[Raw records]
'''
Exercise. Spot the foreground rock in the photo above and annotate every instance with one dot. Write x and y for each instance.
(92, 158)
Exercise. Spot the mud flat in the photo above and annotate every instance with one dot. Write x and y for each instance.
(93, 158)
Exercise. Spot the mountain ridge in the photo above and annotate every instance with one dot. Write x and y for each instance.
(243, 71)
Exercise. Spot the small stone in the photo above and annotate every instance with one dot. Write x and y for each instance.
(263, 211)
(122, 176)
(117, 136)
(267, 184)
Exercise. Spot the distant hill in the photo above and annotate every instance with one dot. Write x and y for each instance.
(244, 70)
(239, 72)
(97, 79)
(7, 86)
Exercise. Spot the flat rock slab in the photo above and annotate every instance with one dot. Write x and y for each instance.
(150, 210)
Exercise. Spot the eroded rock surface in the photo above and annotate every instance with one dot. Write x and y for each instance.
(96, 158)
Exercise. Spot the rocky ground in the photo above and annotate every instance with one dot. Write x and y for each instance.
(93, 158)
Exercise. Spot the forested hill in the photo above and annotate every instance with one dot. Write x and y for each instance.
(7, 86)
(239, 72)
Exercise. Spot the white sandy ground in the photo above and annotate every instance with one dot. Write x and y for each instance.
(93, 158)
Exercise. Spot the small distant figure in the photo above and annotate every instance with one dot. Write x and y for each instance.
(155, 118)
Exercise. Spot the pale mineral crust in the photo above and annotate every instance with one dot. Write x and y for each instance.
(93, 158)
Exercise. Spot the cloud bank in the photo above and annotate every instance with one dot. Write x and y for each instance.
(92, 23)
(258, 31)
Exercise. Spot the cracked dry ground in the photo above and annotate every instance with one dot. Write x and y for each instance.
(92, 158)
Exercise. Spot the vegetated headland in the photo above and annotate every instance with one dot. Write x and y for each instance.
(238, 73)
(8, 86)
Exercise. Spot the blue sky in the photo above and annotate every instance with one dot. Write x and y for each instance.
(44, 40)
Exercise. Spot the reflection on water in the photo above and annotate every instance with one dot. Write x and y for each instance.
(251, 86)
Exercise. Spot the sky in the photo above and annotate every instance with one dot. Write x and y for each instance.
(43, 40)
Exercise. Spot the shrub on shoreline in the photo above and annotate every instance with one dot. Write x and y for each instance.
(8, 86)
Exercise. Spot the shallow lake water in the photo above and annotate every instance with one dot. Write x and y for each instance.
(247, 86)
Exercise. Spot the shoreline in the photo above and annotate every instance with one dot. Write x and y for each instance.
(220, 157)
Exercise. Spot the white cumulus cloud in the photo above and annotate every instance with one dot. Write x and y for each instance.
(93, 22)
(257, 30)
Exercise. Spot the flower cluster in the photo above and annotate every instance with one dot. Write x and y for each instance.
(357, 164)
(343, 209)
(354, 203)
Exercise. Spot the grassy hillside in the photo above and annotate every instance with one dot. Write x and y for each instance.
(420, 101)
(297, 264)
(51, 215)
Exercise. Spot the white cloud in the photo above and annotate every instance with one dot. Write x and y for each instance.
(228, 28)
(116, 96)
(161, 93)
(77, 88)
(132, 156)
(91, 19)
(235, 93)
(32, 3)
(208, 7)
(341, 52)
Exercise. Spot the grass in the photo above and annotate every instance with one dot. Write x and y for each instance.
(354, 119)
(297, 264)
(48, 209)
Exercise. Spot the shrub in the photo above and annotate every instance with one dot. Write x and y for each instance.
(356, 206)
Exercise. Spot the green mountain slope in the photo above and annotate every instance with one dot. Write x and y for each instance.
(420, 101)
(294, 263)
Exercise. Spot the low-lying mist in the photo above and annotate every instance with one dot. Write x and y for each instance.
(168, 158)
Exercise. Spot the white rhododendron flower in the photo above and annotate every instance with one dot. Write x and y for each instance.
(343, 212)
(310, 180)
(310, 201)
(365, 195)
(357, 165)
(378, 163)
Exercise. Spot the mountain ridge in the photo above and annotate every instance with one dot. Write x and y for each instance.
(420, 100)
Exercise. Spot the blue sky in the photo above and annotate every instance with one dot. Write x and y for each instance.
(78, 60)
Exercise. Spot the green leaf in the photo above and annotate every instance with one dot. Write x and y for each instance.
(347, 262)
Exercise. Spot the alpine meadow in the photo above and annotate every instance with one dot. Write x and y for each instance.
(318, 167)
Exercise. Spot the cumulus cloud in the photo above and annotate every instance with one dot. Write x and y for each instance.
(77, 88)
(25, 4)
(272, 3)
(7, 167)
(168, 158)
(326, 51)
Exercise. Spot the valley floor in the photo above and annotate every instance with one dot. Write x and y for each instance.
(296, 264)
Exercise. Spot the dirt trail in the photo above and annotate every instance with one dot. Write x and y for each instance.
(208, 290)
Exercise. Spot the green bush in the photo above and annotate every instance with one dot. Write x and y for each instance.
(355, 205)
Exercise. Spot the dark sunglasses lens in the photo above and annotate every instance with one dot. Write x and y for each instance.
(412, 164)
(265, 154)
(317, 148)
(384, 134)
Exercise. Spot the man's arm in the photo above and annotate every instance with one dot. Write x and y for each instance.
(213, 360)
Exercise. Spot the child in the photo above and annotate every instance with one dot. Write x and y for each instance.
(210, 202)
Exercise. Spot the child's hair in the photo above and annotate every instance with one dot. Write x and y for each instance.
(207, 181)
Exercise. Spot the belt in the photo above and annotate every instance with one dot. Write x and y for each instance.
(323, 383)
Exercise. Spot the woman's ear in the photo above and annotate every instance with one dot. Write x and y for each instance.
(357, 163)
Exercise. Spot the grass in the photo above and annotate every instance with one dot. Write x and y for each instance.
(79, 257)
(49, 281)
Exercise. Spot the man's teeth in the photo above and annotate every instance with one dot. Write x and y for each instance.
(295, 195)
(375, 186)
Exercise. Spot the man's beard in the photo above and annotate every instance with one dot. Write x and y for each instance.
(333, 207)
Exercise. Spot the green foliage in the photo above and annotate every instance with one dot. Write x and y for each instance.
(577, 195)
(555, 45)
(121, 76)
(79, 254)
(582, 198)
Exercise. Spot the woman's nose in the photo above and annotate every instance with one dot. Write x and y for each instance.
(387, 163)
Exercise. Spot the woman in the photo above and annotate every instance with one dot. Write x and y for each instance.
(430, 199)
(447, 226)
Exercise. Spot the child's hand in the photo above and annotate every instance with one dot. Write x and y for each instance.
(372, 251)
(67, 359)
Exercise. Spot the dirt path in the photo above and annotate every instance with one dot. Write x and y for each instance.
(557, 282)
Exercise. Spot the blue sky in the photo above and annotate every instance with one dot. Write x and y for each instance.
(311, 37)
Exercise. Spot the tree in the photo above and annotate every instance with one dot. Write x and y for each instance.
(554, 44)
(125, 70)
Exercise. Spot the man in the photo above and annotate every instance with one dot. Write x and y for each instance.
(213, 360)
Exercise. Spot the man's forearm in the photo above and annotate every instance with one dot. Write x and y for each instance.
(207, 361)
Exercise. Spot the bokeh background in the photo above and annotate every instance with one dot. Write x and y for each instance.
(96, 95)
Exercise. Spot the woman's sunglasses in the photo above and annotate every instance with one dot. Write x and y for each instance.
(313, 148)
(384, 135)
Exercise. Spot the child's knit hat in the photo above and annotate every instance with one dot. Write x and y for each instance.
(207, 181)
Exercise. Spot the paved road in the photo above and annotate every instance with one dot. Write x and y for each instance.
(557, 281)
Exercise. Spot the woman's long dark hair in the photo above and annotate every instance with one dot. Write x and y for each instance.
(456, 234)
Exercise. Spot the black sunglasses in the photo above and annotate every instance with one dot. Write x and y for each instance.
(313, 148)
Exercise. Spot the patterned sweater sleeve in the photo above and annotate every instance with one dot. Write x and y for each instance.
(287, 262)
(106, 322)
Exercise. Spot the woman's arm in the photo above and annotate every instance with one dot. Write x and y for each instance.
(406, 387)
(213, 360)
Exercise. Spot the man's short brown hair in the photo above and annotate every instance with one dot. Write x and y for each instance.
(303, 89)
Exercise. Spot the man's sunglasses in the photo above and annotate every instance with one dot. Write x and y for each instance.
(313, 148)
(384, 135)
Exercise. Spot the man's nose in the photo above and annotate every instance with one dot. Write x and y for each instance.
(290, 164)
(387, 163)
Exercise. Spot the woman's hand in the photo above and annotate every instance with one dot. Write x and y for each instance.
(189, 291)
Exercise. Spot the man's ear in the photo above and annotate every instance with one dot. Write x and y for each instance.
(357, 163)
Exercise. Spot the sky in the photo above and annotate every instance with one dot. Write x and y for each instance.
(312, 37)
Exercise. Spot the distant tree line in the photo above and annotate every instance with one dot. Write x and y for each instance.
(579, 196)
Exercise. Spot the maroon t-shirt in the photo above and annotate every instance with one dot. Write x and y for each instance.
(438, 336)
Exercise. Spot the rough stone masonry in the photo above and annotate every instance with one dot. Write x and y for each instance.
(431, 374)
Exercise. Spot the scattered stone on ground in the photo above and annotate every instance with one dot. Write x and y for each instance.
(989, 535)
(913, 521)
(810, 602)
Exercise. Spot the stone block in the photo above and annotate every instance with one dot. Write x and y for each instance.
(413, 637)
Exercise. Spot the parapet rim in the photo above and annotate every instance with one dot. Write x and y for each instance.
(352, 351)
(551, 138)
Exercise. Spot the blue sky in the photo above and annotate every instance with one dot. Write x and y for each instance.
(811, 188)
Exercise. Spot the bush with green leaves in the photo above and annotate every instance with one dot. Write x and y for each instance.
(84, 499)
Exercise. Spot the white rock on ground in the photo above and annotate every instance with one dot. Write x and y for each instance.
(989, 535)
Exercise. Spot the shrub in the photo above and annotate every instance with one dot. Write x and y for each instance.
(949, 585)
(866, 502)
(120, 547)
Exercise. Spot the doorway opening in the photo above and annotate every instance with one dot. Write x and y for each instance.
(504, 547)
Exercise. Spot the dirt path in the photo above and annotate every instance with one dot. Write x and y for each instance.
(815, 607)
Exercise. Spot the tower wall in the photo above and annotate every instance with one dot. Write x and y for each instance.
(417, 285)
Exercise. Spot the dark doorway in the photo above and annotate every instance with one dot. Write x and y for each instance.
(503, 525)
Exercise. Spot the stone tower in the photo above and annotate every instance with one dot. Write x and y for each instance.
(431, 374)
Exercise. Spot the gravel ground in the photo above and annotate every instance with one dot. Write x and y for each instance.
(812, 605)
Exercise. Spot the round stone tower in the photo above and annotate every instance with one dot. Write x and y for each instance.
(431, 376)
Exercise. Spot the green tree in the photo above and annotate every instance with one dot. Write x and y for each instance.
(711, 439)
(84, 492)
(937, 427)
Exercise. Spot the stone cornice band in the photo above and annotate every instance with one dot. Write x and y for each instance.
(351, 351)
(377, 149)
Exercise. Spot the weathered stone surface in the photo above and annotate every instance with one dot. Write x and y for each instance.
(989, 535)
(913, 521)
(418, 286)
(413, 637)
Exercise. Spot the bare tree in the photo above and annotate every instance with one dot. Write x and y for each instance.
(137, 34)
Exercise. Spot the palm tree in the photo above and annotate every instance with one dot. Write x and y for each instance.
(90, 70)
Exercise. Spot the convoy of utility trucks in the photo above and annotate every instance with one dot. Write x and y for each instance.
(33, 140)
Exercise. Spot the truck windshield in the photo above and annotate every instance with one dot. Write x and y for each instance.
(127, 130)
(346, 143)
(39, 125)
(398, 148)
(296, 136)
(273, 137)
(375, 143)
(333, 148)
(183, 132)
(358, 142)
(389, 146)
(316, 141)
'''
Task description:
Reproduce the stretch from the line containing "Exercise. Spot the tower" through the end of the records, substituting "label" for every "annotate" and leaving everything else unchanged.

Response for this exercise:
Exercise. Spot the tower wall in the photo above and label every instance with one dot. Write x and y for each instance.
(417, 285)
Exercise. Spot the dark doorway in the photo above and label every instance with one dot. Write x and y for each instance.
(503, 525)
Exercise. Spot the stone tower in the photo above and label every instance with one dot. Write x and y for each instance.
(431, 374)
Exercise. Spot the gravel ground in the photo above and label every instance with one dot. Write x and y for each instance.
(812, 605)
Exercise. Spot the round stone tower in the photo above and label every instance with one dot. Write x and y for each instance.
(431, 376)
Exercise. Spot the green tree in the photo above and label every instance with one dot. Write x and y for each instance.
(711, 439)
(84, 492)
(937, 427)
Exercise. Spot the stone cornice band in the photo above and label every instance with one dot. Write x and y for each instance.
(351, 351)
(377, 149)
Exercise. Spot the weathered stone surface in the photo above and label every instance with one dot. Write x and y for each instance.
(989, 535)
(913, 521)
(418, 286)
(413, 637)
Exercise. Spot the bare tree in the photo above and label every instance with one dot. Write x and y for each instance.
(137, 34)
Exercise. Spot the palm tree in the photo above and label every instance with one dot. Write x and y for each instance.
(90, 70)
Exercise. Spot the convoy of utility trucks in the photo above and label every instance with one dot. Write x and y for each instance.
(33, 140)
Exercise. Spot the truck windshield in the photo above and label every instance with one dot. Write x and y for each instance.
(127, 130)
(346, 143)
(39, 125)
(398, 148)
(296, 136)
(273, 137)
(375, 143)
(333, 148)
(183, 132)
(358, 142)
(389, 146)
(316, 141)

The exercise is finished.